* [WHAT TO PRODUCE]:
Edit the part of the listing that opens with the line containing "# test: for every instance of the bowl" and runs through the end of the listing. Put "cereal bowl edge" wherever "bowl rim" appears, and change nothing else.

* [DATA PROVIDED]:
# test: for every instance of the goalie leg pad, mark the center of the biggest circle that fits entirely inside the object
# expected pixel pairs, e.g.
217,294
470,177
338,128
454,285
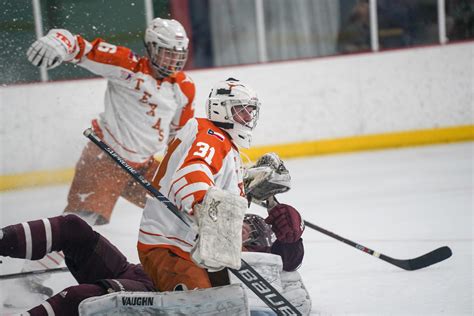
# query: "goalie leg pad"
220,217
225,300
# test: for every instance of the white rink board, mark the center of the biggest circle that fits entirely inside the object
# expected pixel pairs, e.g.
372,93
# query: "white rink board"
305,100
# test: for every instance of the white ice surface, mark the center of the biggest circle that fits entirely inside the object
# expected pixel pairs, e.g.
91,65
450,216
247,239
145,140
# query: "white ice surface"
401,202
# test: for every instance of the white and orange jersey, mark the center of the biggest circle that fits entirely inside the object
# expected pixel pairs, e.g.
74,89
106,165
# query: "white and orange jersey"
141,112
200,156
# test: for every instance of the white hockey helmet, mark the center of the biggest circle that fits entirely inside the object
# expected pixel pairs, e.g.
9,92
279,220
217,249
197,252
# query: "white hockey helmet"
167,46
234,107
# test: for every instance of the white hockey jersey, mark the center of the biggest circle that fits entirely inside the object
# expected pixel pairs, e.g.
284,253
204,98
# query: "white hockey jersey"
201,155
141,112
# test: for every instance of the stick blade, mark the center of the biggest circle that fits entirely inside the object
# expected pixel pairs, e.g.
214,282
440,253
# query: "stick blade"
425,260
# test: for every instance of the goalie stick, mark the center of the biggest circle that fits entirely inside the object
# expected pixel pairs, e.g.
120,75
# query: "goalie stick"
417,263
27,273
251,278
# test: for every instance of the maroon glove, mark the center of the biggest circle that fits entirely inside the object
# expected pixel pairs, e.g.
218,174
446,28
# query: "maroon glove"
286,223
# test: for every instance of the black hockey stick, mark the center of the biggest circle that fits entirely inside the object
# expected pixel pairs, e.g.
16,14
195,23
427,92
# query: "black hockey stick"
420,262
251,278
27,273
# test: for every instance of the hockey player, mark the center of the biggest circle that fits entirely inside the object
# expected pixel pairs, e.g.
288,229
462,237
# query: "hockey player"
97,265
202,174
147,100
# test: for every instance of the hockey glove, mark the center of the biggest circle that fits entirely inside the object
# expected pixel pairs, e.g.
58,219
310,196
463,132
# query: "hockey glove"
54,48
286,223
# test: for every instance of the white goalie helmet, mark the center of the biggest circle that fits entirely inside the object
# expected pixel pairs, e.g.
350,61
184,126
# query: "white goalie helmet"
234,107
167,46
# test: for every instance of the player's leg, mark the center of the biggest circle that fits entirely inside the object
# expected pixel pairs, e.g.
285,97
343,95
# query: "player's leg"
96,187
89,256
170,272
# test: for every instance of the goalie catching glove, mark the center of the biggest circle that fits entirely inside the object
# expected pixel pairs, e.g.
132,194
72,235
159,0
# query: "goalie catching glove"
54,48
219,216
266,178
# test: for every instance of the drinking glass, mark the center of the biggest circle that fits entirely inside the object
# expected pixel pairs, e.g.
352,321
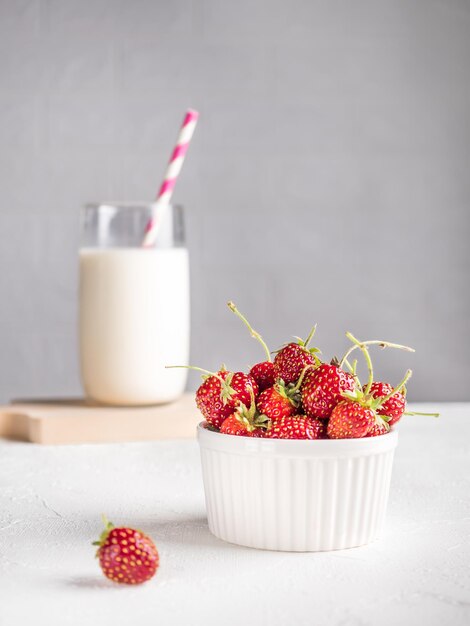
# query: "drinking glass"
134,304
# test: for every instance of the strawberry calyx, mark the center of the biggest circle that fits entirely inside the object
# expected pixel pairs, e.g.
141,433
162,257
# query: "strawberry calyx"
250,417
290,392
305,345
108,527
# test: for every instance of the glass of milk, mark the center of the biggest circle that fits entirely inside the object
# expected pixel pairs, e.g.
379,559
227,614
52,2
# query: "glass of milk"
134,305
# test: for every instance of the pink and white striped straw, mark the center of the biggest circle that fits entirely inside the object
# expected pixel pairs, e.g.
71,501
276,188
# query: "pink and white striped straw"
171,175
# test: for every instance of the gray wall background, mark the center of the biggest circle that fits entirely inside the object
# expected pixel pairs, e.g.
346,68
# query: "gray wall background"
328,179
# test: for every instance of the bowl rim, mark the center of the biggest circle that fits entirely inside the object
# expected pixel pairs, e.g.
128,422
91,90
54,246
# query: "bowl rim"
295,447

* [WRITTEN SOLUTION]:
# test: for every instance of the cereal bowl edge, mark the center of the biggest circle that fits entirely inside the object
# expected pixel pairs, e.g.
128,422
91,90
54,246
# query: "cereal bowl edge"
295,447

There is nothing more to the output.